▶ MATERIAL FOR THE TASK:
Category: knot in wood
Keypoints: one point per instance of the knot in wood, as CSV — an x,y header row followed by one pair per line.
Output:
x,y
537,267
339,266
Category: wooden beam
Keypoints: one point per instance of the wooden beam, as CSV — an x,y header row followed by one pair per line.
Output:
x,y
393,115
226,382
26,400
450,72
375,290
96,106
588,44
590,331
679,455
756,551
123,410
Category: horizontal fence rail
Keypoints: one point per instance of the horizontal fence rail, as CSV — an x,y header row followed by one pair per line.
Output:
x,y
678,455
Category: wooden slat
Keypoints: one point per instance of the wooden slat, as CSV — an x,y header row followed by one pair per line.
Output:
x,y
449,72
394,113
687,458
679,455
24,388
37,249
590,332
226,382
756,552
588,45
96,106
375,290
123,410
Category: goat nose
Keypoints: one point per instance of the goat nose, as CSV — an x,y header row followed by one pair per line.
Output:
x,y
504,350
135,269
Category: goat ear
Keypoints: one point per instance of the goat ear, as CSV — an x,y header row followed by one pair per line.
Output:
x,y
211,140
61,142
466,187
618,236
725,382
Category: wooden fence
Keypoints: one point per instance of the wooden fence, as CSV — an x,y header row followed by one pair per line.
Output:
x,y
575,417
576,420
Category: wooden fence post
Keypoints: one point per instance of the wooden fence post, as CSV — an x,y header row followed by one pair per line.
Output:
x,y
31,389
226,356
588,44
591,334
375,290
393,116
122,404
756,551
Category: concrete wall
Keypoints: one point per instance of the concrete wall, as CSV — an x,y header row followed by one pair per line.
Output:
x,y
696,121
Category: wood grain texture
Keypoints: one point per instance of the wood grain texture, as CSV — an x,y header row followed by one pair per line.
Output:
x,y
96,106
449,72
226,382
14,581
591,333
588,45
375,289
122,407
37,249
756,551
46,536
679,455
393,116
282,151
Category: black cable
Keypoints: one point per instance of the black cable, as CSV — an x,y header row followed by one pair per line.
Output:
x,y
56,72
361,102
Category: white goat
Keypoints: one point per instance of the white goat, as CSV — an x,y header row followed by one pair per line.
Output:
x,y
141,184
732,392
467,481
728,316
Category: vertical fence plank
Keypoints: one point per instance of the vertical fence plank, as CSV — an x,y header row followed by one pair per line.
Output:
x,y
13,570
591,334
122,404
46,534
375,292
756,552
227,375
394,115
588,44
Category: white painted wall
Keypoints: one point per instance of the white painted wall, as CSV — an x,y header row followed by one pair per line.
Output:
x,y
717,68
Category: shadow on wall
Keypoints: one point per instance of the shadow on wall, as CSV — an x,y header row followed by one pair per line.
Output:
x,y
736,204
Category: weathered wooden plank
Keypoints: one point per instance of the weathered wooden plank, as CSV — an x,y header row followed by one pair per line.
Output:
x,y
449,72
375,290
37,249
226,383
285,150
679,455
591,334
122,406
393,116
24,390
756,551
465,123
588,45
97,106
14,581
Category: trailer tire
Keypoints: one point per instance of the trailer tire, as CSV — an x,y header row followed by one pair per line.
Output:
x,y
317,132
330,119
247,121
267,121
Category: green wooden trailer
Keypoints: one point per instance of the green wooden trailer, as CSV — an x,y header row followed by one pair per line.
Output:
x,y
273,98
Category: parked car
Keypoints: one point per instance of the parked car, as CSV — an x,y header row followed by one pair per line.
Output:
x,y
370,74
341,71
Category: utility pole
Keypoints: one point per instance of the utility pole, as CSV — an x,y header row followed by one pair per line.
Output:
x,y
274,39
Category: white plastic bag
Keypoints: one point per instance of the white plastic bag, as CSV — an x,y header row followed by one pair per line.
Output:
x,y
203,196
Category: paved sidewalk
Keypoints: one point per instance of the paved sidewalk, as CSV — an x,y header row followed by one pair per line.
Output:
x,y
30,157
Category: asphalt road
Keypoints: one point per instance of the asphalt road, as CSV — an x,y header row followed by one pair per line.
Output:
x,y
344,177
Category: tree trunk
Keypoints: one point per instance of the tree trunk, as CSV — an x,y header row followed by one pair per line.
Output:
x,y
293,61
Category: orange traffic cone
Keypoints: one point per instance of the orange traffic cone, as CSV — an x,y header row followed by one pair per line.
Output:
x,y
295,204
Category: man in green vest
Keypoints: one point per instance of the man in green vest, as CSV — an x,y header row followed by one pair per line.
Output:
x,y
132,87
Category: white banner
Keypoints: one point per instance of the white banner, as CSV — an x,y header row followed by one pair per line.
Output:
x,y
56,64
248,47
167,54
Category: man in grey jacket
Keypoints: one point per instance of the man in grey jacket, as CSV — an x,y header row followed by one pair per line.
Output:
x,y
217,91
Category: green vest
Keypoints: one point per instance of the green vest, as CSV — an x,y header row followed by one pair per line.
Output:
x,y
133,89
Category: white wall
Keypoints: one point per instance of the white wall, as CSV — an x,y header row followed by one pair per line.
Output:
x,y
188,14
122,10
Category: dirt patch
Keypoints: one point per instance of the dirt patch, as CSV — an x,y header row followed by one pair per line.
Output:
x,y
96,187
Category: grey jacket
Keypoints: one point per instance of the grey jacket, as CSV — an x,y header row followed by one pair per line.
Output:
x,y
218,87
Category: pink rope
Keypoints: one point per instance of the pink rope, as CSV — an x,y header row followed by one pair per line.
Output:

▶ WHAT IS BEING ASKED: Among the records, find every line with the word "knot" and copy it.

▶ RESPONSE BOX:
Category: knot in wood
Keypoints: one point per instance of the knot in wood, as CSV — an x,y header row followed by one pair per line.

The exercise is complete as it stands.